** Entries taken from a collection **
▼

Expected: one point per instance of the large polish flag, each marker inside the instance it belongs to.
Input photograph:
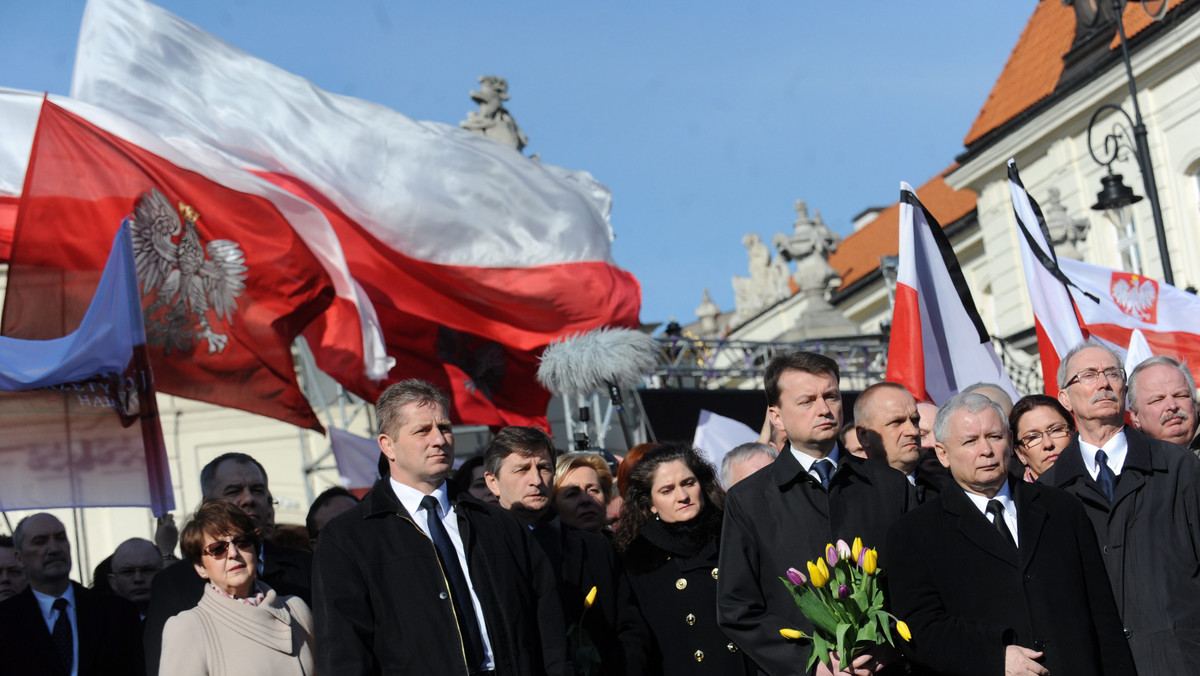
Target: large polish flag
(474, 256)
(939, 344)
(226, 279)
(1055, 321)
(81, 422)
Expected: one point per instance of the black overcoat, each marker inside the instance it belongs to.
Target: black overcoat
(967, 593)
(1150, 542)
(780, 518)
(382, 604)
(109, 635)
(615, 623)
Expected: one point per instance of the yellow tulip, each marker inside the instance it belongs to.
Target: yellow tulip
(870, 562)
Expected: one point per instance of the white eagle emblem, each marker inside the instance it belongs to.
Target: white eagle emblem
(185, 282)
(1137, 297)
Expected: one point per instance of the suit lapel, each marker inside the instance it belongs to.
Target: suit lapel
(976, 527)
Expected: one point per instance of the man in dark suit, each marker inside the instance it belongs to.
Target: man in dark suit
(58, 627)
(240, 479)
(783, 515)
(1143, 498)
(420, 578)
(519, 466)
(889, 429)
(996, 575)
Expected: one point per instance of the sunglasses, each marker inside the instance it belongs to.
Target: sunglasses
(244, 542)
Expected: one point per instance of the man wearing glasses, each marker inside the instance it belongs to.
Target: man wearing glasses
(1143, 496)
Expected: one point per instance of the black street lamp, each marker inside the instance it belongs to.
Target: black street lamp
(1115, 195)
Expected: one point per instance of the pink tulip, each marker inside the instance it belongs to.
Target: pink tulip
(796, 578)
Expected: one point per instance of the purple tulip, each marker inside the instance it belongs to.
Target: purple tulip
(796, 578)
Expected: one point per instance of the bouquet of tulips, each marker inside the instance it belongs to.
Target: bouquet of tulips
(843, 599)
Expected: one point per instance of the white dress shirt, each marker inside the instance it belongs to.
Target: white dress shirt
(1006, 500)
(411, 498)
(46, 604)
(1115, 449)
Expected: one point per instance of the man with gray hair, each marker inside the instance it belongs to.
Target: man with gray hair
(997, 575)
(1162, 399)
(1143, 497)
(744, 460)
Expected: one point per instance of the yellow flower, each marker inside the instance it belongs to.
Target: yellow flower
(870, 562)
(819, 573)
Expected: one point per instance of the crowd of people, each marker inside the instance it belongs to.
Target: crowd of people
(1044, 536)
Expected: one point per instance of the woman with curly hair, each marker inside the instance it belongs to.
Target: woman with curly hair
(669, 537)
(240, 624)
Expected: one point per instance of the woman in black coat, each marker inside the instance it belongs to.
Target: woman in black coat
(669, 537)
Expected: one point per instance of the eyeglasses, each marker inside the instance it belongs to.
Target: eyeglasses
(1114, 374)
(1036, 438)
(130, 573)
(244, 542)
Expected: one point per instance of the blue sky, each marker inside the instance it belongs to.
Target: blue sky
(706, 119)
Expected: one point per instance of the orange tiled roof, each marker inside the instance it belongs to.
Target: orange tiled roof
(1035, 66)
(859, 253)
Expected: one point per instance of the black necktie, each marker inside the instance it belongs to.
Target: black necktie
(473, 640)
(997, 519)
(1104, 477)
(61, 635)
(825, 470)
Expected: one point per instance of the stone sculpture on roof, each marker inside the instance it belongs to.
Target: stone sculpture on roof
(493, 120)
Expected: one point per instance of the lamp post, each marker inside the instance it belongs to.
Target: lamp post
(1114, 193)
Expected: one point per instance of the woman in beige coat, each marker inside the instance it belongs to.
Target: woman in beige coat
(240, 624)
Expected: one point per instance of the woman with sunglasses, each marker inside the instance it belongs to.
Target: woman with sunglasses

▲

** What this task involves **
Rewrite everything in the records from the line containing "Expected: one point per instance of the black street" down to the line containing "(1115, 449)", changing "white dress shirt" to "white button-down shirt" and leaving the rest as it is.

** Expected answer **
Expected: one point per instance of the black street lamp, each marker inside the instance it belongs to.
Target: black street lamp
(1115, 195)
Expected: one point per instance of the pink tulip, each marker inside the instance it belongs to.
Target: pink tulip
(796, 578)
Expected: one point per instance of the purple tulip, each marker inside the instance it belongs to.
Target: purple tulip
(796, 578)
Expected: one point per instance of the bouquet of tulips, each marker inside the instance it belongs to.
Target: bouquet of tulips
(843, 599)
Expected: one point per instance of the white button-down shirt, each marker inside the instance it belongs to.
Target: white button-down shirt
(1006, 500)
(411, 498)
(46, 604)
(1115, 449)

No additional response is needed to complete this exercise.